Records for this task |
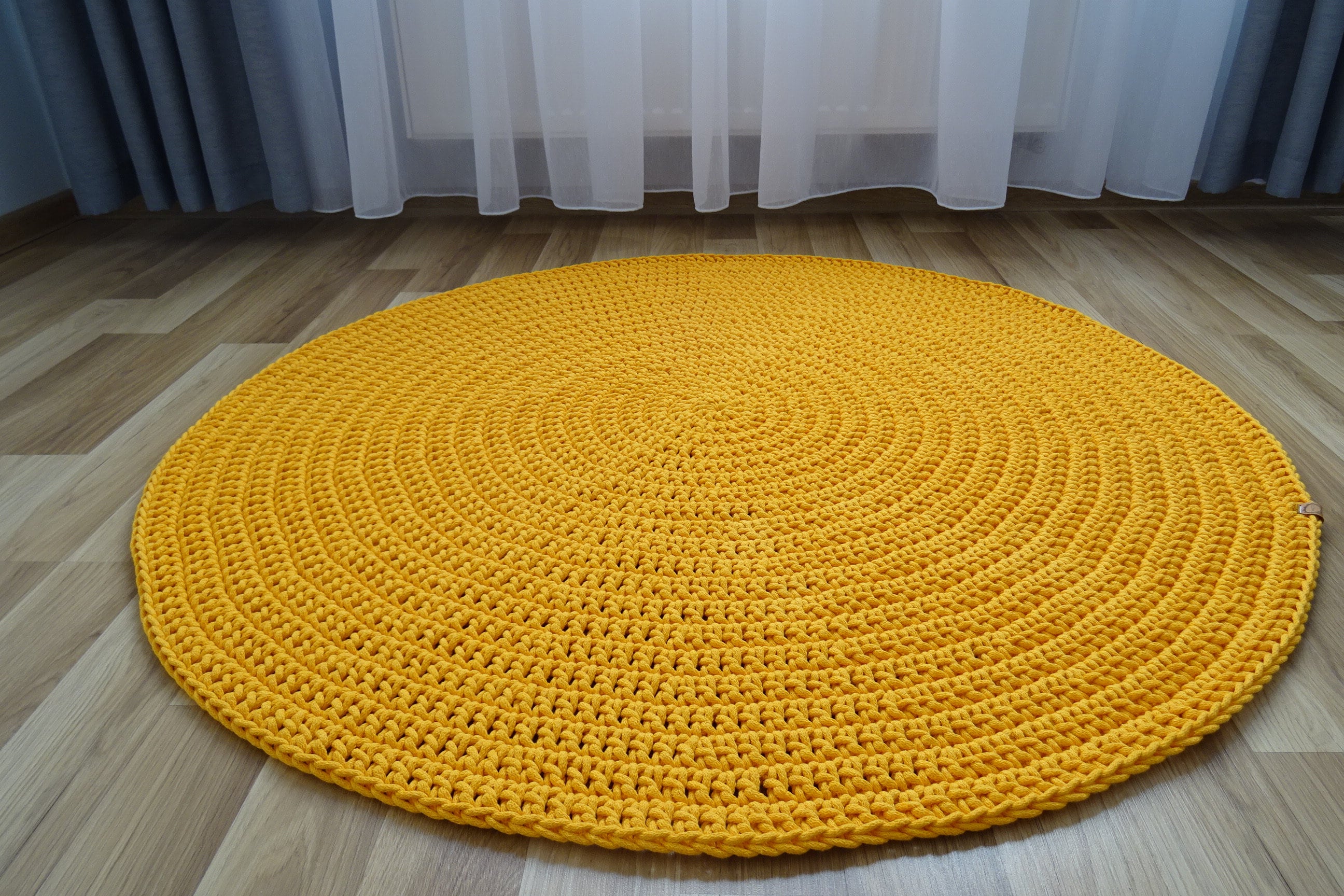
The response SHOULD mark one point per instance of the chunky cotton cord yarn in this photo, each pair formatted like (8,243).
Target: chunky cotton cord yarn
(729,555)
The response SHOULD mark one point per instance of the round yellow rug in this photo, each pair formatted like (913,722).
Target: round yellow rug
(729,555)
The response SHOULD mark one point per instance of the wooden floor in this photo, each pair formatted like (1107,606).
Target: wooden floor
(117,333)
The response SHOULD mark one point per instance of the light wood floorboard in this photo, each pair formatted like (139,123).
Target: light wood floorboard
(116,335)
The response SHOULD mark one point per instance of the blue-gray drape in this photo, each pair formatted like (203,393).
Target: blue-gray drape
(182,101)
(1283,113)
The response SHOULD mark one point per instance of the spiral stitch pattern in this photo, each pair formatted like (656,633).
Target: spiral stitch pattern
(729,555)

Instructions for the task |
Retype the listing above word for word, leaving out the pictures.

Full output |
The response SHOULD mark one point per instance of the chunky cotton cord yarn in this photo, each pair formatted like (8,243).
Target: chunky cotton cord yarn
(729,555)
The response SHOULD mark one point per instance of the round yellow rug in this photo, each pair formatted like (913,722).
Target: round yellow rug
(729,555)
The response SHOULD mark one point per instance of the wooden floor in this photo, each pair formatted like (1107,606).
Target: wooden floor
(117,333)
The response SHOULD mark one point per instance of the light wood floorboard in this photo, each pair formatted like (139,123).
Target: light wood floorboard
(116,335)
The response SHOULD mark one point per instance of the blue-gray drape in this photo, each pair formatted like (203,393).
Target: blue-gray drape
(182,101)
(1283,113)
The response SHOULD mark one point per instance of the spiral stitch pattern in this photo, each pair formatted like (656,633).
Target: spiral stitch pattern
(729,555)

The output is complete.